EXERCISE TASK:
In the records below, locate the line containing "Each instance of the grassy", then output that line and all later lines exactly, through the last one.
BEGIN
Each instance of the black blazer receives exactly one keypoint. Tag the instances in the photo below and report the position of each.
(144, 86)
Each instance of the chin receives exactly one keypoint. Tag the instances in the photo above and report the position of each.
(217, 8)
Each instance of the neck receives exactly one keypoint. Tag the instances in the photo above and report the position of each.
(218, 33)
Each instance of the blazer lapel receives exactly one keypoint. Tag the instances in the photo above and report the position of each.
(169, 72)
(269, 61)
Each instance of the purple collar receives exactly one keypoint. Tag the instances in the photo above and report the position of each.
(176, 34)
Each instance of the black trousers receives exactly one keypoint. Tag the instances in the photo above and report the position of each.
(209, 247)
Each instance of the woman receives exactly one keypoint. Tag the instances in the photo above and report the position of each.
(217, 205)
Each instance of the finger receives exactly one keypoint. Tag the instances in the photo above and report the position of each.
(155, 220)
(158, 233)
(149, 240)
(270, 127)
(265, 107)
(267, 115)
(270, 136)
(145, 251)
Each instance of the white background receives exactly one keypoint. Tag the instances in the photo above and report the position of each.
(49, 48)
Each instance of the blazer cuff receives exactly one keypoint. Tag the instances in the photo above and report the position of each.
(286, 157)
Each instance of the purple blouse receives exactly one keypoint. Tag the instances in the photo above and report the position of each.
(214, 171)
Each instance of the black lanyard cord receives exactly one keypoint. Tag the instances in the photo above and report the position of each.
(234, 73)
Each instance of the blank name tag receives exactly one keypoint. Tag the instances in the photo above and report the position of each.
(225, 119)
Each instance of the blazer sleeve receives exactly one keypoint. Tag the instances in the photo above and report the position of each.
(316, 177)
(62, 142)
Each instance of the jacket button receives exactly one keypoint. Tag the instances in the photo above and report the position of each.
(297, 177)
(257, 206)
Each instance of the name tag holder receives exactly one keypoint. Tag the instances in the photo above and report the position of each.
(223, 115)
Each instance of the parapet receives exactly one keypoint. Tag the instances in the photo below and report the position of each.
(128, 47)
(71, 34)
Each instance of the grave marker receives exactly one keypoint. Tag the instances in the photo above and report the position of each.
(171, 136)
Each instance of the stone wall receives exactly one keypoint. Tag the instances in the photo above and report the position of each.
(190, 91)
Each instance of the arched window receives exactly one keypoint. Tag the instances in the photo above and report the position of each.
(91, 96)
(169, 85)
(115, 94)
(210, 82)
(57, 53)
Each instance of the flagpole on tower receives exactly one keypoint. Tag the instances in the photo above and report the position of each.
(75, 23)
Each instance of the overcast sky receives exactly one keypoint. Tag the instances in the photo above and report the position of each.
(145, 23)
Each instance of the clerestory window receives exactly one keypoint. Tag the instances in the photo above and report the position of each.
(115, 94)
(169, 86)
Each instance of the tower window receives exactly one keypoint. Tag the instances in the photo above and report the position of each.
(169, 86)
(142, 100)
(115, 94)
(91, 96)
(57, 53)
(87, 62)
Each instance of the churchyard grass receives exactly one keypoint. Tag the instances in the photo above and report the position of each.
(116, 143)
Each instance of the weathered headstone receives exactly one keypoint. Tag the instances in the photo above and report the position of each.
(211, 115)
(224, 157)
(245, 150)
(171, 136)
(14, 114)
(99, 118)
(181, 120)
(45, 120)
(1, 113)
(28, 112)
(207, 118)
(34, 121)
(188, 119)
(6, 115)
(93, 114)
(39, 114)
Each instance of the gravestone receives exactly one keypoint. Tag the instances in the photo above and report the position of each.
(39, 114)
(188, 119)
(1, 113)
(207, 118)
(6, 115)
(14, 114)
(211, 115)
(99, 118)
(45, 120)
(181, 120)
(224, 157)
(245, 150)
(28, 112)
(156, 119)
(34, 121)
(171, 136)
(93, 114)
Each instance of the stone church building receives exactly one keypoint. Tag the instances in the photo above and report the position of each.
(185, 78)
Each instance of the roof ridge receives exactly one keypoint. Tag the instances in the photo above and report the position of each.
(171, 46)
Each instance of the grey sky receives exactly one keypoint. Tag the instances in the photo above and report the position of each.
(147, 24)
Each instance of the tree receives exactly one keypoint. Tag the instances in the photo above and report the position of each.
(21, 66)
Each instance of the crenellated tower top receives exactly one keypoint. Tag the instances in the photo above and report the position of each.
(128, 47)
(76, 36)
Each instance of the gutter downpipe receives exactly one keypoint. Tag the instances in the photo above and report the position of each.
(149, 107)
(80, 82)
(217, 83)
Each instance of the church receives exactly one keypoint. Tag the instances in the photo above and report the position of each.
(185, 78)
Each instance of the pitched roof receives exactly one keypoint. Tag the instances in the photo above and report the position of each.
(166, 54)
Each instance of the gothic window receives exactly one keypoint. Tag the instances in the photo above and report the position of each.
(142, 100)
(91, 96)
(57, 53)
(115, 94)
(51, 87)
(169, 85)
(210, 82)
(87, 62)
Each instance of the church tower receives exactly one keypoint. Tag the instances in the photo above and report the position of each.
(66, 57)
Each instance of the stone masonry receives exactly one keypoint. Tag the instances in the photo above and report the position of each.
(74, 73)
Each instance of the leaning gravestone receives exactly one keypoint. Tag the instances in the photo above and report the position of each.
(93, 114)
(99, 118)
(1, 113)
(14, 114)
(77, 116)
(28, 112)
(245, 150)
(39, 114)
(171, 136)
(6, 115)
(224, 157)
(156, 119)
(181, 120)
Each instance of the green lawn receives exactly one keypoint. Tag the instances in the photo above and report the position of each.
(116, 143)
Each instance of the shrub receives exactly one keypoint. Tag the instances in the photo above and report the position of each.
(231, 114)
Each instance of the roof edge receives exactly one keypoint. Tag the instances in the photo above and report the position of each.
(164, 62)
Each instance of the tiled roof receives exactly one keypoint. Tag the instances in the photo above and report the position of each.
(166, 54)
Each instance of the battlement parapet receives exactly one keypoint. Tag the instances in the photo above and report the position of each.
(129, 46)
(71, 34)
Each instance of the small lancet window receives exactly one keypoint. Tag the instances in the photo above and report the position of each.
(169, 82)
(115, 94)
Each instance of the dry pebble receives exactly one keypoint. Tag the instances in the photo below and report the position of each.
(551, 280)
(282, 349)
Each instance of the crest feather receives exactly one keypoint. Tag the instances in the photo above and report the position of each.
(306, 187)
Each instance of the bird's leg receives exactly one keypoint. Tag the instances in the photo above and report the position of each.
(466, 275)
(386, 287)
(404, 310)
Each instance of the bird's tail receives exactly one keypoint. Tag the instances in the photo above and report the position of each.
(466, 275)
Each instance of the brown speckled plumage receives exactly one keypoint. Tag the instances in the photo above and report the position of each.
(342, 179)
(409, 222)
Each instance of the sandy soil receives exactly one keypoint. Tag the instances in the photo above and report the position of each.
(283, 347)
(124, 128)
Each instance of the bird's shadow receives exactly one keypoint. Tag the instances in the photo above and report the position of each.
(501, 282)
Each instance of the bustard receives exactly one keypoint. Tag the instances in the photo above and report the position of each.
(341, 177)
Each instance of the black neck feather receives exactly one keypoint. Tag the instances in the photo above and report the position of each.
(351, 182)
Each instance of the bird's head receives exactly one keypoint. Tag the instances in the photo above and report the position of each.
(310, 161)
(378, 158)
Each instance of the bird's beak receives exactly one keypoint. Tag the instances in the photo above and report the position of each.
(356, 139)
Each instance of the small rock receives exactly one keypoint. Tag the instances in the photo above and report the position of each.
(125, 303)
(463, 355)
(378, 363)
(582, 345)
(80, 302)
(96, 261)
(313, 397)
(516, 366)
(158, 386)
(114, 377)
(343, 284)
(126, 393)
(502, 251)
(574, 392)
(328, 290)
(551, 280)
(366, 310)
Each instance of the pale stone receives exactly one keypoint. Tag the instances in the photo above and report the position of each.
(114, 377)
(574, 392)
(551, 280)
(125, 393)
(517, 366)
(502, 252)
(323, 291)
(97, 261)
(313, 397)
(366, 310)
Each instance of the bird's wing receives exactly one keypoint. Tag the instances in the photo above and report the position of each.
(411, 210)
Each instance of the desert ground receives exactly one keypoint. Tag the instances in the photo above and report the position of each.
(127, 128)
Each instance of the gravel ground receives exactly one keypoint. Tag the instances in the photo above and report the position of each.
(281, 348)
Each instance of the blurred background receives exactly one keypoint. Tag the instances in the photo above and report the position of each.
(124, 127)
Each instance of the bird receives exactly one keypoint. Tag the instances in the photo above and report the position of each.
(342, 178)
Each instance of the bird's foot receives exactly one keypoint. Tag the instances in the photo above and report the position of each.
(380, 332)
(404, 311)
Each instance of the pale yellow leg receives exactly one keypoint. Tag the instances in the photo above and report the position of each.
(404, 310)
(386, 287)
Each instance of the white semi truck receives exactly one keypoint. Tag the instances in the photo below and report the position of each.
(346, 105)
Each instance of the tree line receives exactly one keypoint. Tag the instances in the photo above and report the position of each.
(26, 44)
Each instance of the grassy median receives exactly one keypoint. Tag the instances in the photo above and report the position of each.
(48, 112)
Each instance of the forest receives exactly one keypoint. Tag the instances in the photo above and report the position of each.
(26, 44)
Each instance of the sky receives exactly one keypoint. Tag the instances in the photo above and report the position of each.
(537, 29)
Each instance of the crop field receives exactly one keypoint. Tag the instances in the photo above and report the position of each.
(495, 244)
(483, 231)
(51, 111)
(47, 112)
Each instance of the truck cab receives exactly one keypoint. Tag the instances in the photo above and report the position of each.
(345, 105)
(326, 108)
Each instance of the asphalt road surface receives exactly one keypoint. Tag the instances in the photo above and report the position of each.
END
THE COMPLETED TASK:
Each instance of the grassy median receives exactly one keypoint. Tag the instances in the photo above and report the position of each.
(48, 112)
Each instance of the forest receives exactly one keypoint. Tag the instances in the photo above and report the position of each.
(26, 44)
Each instance of the sky receives exactly one keypoint. Tag the instances in the photo above and report the position of each.
(537, 29)
Each instance of the crop field receives exactly one keypoint. Tag the instances in the photo above and report the position of each.
(495, 244)
(483, 231)
(51, 111)
(47, 112)
Each instance of the truck cab receives exactly one keypoint. Tag the instances in the photo above and report the position of each.
(345, 105)
(326, 108)
Each instance of the asphalt road surface receives exactly one keypoint. Tag the instances in the photo above and report the position of each.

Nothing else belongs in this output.